(Region pointing data)
== Segment start ==

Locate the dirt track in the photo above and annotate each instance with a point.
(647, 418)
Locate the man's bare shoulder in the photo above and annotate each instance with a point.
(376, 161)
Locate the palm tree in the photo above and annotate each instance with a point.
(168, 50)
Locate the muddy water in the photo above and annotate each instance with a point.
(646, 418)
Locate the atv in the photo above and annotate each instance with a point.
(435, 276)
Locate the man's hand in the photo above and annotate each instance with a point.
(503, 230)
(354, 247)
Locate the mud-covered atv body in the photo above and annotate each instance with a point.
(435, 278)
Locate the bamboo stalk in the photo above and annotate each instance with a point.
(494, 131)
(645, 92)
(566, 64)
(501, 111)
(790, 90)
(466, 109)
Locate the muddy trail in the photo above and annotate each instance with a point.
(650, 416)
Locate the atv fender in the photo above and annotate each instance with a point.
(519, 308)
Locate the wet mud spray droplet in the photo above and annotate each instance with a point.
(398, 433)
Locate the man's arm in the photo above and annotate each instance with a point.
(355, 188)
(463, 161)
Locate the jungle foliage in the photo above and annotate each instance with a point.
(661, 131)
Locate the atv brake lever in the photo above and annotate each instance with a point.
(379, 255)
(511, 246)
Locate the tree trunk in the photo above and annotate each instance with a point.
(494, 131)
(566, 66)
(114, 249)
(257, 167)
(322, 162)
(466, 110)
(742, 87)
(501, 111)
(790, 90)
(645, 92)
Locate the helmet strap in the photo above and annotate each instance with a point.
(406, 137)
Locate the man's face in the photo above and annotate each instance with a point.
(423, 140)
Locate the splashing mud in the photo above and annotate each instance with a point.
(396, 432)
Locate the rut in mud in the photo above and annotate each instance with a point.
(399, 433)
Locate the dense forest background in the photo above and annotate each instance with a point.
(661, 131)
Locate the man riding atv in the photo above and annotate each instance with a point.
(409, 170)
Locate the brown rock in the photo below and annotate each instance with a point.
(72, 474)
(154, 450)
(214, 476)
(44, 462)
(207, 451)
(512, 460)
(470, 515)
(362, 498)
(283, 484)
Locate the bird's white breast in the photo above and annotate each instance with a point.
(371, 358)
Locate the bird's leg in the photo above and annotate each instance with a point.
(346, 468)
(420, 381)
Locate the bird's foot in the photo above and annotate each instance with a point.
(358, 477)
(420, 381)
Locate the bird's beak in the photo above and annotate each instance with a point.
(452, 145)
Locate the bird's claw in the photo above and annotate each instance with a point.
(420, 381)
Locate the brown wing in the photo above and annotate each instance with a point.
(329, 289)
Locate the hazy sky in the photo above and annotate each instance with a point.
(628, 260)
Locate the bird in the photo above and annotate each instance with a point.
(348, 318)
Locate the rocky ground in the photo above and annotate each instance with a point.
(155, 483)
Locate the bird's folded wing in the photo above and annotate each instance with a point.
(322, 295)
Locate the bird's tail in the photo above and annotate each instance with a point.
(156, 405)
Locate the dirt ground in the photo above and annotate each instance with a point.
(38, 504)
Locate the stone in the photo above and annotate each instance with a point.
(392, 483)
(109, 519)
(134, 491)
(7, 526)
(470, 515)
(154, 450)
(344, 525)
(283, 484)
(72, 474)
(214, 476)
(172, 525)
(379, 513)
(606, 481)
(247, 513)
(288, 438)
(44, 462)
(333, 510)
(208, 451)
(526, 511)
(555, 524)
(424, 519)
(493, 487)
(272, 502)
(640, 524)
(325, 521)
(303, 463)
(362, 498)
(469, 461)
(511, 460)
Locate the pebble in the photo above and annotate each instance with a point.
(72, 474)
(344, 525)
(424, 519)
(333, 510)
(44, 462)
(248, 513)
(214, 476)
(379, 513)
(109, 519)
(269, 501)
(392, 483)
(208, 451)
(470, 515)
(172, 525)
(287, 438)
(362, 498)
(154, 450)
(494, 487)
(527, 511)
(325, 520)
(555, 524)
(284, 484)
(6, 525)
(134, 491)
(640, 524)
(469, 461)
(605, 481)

== Segment end ==

#### Goal of the exercise
This exercise calls for every record above to be written out again exactly.

#### Response to this task
Locate the dirt track in the photo above and annotate each instance with a point.
(647, 418)
Locate the man's bare shoulder in the photo above and annotate each instance with a point.
(376, 161)
Locate the palm tree in the photo above and annotate each instance with a point.
(168, 50)
Locate the muddy water in the photo above and annotate each instance with a point.
(646, 418)
Locate the atv in the photo above and annotate each instance with a point.
(435, 276)
Locate the man's hand in the photo above and annotate each instance with a point.
(503, 230)
(354, 247)
Locate the mud-covered atv body in the photo above and annotate each instance with a point.
(435, 278)
Locate the bamboo stalk in the photo above and annotate each instance with a point.
(494, 131)
(645, 92)
(566, 64)
(501, 111)
(790, 90)
(466, 109)
Locate the muddy trail in the photo above and annotate each instance with a point.
(650, 416)
Locate the atv fender in the photo above and annotate each instance with a point.
(519, 308)
Locate the wet mud spray droplet in the photo above and annotate each instance with a point.
(398, 433)
Locate the man's arm in the photo above and annotate each instance with a point.
(355, 188)
(463, 161)
Locate the jungle foliage in the photo above and annotate each instance with a point.
(661, 131)
Locate the atv brake lever in the photo above and annotate each instance with a point.
(379, 255)
(511, 246)
Locate the tree trunk in the photo above and annotate each instance with a point.
(494, 131)
(566, 66)
(114, 249)
(257, 167)
(322, 162)
(466, 110)
(742, 87)
(501, 111)
(790, 90)
(645, 92)
Locate the helmet strap in the photo above and annotate each instance with a point.
(406, 137)
Locate the man's face in the photo above and annotate each instance with a point.
(423, 140)
Locate the splashing mud in the photo above and annotate each instance with a point.
(396, 432)
Locate the rut in mud in the photo above and annotate each instance with a point.
(399, 433)
Locate the dense forest background in the photo above and annotate each instance with a point.
(661, 131)
Locate the man riding atv in the photo above and annotate each instance with a point.
(409, 170)
Locate the brown rock in the photo below and annotate each instance with a point.
(72, 474)
(154, 450)
(214, 476)
(44, 462)
(207, 451)
(512, 460)
(470, 515)
(362, 498)
(283, 484)
Locate the bird's white breast in the photo above and annotate each instance with a point.
(371, 358)
Locate the bird's leg in the photo above and annotate each instance with a point.
(346, 468)
(420, 381)
Locate the bird's foot in the photo above and annotate each instance with a point.
(358, 477)
(420, 381)
Locate the bird's beak in the photo above and annotate each instance with a point.
(452, 145)
Locate the bird's claw in the photo above and annotate each instance with a point.
(420, 381)
Locate the brown wing in the photo above and annotate each instance with a point.
(329, 289)
Locate the hazy sky in the photo above and annotate each instance with a point.
(628, 260)
Locate the bird in the photo above and annotate each instance with a point.
(348, 318)
Locate the rocky ground in the photo above and annotate each instance with a point.
(155, 483)
Locate the bird's folded wing in the photo above and annotate each instance with a point.
(322, 295)
Locate the bird's tail in the photo above and annotate each instance with a point.
(156, 405)
Locate the dirt ground in the photo above and annotate each instance with a point.
(38, 504)
Locate the stone in the photo above and annotate each instance with a point.
(392, 483)
(109, 519)
(134, 491)
(7, 526)
(470, 515)
(154, 450)
(344, 525)
(283, 484)
(72, 474)
(214, 476)
(172, 525)
(379, 513)
(606, 481)
(247, 513)
(288, 438)
(44, 462)
(333, 510)
(208, 451)
(526, 511)
(555, 524)
(424, 519)
(493, 487)
(272, 502)
(640, 524)
(325, 521)
(303, 463)
(362, 498)
(469, 461)
(511, 460)
Locate the pebble in the photo above and annotate each instance with a point.
(72, 474)
(344, 525)
(424, 519)
(333, 510)
(44, 462)
(248, 513)
(214, 476)
(379, 513)
(109, 519)
(269, 501)
(392, 483)
(208, 451)
(470, 515)
(172, 525)
(287, 438)
(362, 498)
(154, 450)
(494, 487)
(527, 511)
(325, 520)
(555, 524)
(284, 484)
(6, 525)
(134, 491)
(640, 524)
(469, 461)
(605, 481)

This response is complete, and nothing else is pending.